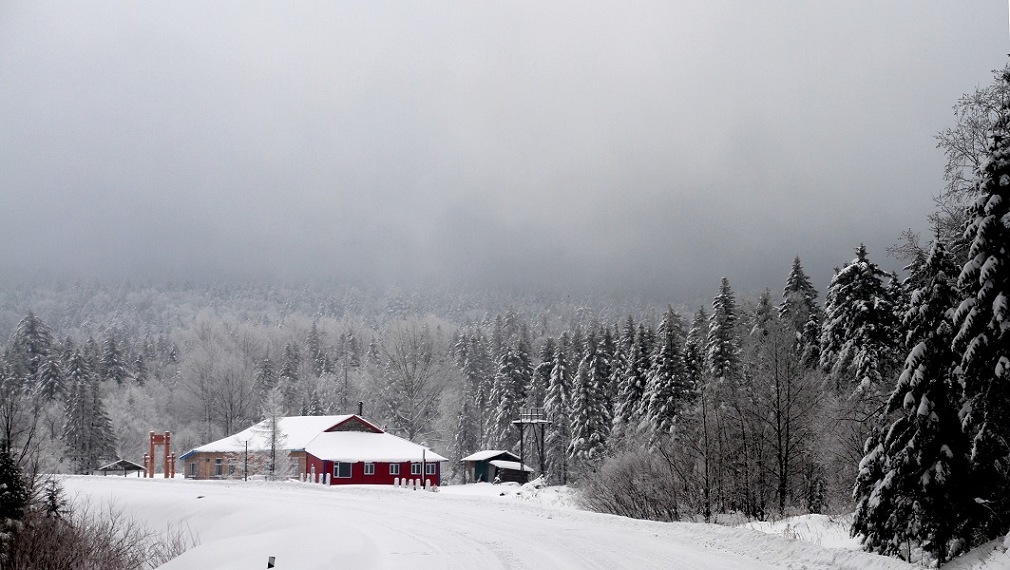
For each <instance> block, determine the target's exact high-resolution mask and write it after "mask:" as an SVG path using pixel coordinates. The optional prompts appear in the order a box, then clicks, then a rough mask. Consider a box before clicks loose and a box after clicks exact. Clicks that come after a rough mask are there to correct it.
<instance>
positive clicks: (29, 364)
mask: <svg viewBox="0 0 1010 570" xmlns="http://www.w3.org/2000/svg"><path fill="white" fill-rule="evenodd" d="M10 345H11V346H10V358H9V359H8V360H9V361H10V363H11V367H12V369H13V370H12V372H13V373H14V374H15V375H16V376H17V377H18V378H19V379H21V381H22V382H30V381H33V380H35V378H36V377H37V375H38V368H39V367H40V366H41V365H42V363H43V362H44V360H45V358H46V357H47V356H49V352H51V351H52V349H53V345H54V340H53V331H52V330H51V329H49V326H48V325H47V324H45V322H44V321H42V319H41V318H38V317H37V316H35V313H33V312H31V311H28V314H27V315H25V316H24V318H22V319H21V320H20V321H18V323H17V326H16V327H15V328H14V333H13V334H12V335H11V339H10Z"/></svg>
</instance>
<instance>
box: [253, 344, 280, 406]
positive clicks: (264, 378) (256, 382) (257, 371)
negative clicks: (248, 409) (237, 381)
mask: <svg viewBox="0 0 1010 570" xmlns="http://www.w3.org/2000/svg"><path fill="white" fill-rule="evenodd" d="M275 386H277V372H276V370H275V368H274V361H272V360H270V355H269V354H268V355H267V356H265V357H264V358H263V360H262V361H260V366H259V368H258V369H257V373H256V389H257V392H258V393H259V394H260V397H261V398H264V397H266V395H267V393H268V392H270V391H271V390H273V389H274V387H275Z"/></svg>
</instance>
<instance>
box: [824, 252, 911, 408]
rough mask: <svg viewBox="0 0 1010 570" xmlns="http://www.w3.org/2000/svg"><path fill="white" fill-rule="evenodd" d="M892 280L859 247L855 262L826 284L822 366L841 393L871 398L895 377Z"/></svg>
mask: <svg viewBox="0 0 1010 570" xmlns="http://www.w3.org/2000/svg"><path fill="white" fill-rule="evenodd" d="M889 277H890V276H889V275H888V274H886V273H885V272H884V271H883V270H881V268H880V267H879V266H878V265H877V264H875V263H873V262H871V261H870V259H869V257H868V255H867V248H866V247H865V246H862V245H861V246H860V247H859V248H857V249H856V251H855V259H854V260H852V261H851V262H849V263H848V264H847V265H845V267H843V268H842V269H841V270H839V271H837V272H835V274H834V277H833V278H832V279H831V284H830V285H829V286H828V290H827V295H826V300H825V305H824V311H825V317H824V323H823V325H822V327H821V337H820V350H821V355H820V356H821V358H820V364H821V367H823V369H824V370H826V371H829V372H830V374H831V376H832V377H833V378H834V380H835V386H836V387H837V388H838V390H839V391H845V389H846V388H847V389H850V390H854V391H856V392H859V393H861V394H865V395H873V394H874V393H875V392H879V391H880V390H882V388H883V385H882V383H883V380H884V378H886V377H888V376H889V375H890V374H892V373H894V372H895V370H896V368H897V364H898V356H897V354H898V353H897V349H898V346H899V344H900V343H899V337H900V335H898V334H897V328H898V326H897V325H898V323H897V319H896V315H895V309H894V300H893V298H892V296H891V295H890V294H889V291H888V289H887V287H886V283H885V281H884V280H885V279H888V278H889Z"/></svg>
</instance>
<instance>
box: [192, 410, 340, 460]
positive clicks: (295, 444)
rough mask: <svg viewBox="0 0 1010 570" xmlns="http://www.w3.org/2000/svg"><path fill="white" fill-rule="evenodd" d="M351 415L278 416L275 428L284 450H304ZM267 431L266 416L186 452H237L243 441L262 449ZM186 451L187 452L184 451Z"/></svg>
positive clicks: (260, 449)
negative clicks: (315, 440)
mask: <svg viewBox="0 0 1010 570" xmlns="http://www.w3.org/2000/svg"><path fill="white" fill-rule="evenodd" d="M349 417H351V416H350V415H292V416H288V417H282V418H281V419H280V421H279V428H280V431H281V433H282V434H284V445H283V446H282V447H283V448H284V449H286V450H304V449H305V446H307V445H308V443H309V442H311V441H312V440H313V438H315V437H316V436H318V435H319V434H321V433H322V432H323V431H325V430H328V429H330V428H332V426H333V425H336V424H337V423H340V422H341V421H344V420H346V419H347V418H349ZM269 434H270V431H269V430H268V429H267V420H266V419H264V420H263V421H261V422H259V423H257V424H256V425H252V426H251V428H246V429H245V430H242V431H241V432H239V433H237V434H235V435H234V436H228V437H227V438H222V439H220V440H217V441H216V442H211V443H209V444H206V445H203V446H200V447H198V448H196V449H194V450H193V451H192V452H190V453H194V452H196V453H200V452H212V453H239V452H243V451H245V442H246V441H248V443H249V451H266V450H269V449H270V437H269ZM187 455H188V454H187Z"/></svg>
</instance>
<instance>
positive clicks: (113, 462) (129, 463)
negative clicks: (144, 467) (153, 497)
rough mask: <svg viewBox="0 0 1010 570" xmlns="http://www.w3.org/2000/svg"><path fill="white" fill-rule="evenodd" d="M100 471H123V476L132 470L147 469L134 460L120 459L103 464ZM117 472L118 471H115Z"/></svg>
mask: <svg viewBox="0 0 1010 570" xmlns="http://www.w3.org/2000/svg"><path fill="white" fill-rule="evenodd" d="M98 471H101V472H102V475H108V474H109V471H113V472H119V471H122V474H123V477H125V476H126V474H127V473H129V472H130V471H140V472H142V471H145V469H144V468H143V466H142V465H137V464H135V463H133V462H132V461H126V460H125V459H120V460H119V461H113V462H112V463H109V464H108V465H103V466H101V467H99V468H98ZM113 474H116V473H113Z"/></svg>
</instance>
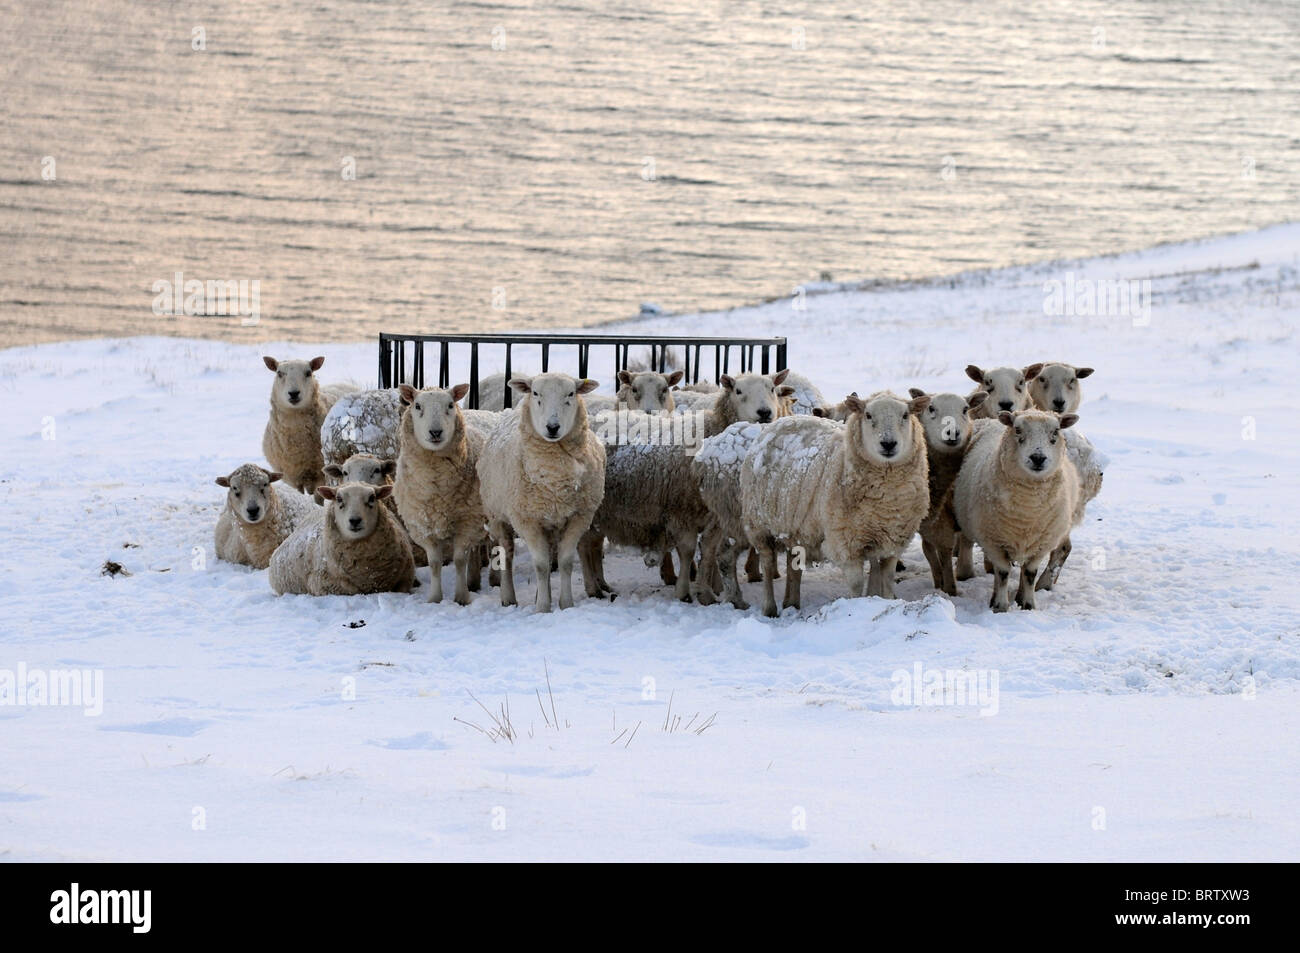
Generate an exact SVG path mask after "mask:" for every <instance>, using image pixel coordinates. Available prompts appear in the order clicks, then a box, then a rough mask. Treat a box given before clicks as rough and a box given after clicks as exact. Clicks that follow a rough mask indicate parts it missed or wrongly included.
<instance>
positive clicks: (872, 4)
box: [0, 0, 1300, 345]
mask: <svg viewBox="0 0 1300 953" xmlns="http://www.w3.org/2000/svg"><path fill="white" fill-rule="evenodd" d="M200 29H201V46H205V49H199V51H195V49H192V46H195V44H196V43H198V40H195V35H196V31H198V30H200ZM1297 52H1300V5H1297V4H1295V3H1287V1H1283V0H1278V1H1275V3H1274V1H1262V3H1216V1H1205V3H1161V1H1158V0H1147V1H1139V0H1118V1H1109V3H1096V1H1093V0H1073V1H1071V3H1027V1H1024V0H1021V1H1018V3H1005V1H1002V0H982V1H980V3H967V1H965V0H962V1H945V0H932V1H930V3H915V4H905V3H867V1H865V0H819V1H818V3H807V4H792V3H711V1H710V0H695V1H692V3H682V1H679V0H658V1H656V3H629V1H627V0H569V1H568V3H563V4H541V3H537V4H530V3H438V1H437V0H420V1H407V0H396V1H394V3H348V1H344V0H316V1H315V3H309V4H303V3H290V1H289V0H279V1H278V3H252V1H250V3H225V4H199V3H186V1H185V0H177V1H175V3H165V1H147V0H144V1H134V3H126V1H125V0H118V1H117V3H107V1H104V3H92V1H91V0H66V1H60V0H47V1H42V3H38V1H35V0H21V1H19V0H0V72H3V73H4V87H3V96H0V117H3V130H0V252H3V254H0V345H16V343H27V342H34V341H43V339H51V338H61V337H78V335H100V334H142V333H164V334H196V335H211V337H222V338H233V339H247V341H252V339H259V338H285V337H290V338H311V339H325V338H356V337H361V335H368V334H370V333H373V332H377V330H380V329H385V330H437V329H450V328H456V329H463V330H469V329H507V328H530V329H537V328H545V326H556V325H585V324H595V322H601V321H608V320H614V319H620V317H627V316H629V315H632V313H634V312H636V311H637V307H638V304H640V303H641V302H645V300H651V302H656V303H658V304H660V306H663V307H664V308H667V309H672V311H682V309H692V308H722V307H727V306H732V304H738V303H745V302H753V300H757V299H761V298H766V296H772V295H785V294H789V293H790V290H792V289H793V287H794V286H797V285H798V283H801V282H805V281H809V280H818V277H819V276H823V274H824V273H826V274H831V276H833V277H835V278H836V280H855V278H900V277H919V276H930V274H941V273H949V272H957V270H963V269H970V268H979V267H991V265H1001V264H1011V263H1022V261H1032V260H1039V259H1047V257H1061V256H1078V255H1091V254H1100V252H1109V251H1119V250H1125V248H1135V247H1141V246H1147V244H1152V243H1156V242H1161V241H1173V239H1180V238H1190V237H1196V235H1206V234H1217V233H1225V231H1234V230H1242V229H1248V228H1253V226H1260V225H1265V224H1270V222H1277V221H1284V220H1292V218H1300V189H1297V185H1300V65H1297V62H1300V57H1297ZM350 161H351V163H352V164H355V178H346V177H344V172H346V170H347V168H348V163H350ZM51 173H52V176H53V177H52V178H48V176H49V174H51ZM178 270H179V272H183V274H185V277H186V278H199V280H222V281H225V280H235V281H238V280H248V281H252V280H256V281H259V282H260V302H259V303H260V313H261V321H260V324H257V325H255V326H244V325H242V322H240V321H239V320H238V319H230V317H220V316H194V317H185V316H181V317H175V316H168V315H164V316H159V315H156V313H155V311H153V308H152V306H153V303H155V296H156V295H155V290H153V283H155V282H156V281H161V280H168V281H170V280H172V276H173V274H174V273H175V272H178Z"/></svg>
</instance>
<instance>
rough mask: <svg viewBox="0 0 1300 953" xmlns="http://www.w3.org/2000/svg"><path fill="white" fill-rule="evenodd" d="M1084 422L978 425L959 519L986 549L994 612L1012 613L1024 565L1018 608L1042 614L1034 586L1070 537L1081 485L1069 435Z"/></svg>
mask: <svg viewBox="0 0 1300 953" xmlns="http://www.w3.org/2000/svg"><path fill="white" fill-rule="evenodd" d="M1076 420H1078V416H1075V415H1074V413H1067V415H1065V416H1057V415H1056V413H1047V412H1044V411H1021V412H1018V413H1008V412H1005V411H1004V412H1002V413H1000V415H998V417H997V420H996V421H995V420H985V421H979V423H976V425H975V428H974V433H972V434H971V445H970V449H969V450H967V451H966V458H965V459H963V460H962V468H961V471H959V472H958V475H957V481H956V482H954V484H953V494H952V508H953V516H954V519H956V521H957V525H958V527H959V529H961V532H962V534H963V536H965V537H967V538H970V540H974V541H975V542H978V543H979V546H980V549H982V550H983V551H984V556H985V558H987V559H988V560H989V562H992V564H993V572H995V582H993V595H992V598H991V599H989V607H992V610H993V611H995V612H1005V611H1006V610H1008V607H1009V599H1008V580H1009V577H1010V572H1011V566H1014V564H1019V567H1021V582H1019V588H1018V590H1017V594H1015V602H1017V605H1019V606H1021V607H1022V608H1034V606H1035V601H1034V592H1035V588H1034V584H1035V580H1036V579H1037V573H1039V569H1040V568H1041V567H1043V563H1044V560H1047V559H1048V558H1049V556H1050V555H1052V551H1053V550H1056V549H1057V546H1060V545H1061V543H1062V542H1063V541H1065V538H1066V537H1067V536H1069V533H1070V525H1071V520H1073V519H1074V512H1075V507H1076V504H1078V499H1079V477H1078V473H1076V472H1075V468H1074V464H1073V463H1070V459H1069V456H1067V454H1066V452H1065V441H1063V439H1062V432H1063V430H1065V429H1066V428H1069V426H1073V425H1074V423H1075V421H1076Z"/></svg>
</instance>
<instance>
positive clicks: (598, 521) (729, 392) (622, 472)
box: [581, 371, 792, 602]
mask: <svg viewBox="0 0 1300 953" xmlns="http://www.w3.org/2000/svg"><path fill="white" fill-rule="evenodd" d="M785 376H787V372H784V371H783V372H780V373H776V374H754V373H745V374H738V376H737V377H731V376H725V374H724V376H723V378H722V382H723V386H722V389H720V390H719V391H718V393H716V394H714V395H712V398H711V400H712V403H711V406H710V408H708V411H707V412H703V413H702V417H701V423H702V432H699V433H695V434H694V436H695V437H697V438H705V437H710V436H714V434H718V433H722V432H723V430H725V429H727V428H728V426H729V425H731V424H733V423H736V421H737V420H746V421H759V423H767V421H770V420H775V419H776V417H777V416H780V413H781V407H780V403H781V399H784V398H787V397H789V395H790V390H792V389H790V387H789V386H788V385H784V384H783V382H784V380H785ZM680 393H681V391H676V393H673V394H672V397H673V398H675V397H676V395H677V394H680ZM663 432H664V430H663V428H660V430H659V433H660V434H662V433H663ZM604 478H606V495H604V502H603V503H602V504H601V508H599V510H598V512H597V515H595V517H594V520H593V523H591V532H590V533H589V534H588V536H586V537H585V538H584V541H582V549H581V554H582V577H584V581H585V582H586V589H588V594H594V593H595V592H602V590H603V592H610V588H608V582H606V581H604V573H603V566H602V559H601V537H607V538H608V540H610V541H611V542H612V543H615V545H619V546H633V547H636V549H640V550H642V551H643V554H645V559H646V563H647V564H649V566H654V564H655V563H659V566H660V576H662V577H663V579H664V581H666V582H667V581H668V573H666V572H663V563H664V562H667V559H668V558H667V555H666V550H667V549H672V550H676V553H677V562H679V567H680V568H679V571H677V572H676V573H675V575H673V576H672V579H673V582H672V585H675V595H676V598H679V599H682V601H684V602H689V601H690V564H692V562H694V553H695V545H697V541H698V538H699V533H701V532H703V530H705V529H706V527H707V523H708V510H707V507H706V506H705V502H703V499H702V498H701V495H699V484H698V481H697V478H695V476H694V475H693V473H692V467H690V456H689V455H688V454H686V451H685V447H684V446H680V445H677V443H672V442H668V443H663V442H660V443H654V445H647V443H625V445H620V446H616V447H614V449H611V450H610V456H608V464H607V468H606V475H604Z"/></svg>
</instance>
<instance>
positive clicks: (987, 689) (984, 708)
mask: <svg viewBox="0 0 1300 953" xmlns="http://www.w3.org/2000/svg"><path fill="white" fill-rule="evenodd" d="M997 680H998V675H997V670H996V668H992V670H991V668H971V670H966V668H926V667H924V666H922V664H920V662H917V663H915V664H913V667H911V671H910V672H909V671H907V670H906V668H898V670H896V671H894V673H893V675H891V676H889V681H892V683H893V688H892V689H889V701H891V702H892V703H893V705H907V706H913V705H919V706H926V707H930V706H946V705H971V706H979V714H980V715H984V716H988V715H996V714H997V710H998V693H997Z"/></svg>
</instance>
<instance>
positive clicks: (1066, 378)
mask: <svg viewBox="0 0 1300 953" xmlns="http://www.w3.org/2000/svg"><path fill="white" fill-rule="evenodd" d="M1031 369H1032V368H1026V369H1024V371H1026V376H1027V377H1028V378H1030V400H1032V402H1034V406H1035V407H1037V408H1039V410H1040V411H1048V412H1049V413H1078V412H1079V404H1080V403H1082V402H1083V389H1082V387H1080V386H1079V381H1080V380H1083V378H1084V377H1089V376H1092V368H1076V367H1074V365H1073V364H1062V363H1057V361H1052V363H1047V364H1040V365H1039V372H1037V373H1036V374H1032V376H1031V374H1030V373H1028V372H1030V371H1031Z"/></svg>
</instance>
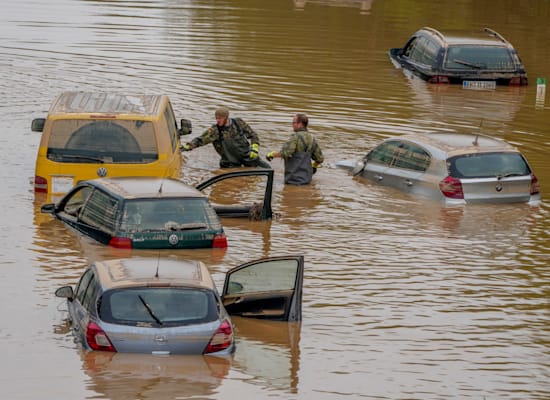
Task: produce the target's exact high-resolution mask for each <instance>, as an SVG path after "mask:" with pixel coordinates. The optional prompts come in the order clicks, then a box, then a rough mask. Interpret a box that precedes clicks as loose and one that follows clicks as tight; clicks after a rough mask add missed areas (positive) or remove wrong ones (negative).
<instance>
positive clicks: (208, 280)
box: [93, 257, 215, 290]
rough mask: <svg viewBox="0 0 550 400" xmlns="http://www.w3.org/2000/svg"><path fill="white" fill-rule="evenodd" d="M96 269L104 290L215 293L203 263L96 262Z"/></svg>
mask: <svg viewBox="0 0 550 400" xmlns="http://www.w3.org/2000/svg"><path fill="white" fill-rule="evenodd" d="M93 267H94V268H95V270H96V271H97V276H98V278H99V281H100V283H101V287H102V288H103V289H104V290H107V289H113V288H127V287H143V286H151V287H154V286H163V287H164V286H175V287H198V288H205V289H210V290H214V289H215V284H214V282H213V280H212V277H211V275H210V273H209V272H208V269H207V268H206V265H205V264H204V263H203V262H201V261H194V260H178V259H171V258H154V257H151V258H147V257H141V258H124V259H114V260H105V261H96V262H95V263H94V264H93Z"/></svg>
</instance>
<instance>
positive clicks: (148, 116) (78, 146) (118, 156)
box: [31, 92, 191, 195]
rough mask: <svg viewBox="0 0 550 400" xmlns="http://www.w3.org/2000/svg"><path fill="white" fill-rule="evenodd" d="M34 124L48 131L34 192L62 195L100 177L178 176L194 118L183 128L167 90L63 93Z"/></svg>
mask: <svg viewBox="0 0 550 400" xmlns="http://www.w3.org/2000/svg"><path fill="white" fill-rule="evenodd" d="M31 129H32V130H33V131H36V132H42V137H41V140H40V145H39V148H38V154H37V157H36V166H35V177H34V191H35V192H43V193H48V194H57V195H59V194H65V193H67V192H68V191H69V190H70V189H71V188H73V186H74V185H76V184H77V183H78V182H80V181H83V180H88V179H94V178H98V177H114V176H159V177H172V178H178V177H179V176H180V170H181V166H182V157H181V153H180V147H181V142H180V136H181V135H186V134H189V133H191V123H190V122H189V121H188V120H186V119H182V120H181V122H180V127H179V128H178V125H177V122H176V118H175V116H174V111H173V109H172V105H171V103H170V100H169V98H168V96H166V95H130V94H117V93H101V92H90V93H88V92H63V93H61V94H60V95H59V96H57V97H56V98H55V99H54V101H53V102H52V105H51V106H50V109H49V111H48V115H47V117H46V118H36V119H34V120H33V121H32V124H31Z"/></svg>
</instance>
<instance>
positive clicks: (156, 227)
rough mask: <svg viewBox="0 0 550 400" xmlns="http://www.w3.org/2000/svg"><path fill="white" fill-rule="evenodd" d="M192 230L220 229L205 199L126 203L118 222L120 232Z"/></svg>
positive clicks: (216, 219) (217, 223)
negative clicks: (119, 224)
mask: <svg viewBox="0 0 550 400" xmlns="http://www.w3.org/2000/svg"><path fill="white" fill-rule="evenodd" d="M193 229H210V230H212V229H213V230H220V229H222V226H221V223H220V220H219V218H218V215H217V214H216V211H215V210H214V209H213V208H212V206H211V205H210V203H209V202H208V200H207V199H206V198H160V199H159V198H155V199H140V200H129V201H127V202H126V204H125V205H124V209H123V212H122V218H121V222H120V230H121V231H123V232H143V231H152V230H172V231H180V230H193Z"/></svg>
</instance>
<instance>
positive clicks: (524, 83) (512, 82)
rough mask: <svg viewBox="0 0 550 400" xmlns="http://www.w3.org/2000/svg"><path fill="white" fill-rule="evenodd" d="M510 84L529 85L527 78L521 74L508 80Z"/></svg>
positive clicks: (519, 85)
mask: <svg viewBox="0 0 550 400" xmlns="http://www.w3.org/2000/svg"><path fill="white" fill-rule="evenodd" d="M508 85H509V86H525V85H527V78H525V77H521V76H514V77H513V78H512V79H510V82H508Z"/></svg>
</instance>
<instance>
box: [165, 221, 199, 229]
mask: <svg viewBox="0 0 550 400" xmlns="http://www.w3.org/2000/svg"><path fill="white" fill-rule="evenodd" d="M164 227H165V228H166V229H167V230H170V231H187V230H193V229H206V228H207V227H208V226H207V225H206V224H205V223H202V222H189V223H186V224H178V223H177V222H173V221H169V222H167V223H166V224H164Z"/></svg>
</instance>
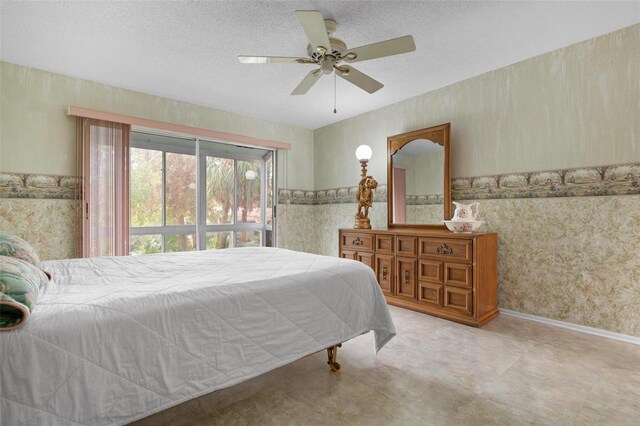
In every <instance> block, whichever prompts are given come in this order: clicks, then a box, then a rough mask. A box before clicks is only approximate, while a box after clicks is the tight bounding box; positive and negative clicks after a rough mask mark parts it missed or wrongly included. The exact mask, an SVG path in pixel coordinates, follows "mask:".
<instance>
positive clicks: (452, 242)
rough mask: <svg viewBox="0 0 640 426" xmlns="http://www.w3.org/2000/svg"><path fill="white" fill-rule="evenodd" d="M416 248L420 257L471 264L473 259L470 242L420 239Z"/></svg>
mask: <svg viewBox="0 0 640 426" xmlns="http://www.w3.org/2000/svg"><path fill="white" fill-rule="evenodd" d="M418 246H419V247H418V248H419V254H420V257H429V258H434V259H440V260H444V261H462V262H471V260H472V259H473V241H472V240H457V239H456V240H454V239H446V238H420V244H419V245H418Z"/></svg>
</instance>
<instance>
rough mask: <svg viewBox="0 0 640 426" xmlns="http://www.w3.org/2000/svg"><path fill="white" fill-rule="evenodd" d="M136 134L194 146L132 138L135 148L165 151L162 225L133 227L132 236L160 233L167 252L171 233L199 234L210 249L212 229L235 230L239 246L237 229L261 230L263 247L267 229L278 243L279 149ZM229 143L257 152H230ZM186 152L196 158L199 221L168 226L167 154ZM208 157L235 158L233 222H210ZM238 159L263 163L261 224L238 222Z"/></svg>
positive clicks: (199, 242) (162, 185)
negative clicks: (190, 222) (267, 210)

----

— Task instructions —
Gather every row above that contains the string "given", copying each of those rows in full.

— Solution —
Generate an exact SVG path mask after "mask:" for every <instance>, using image pixel coordinates. Available prompts appear in the order clicks, then a box, then a rough mask. Treat a box given before clicks as rough and a box given after clicks as exact. Clicks that follow a rough mask indicate parts it missed or wrongly included.
In every <instance> block, whichever prompts are given come in this order: clicks, then a box, then a rough mask. A box before clicks is only approximate, while a box after clicks is the tight bounding box; positive and negative clicks after a rough mask mark parts it missed or wrongly included. The exact mask, an SVG path in pixel coordinates, follows "mask:".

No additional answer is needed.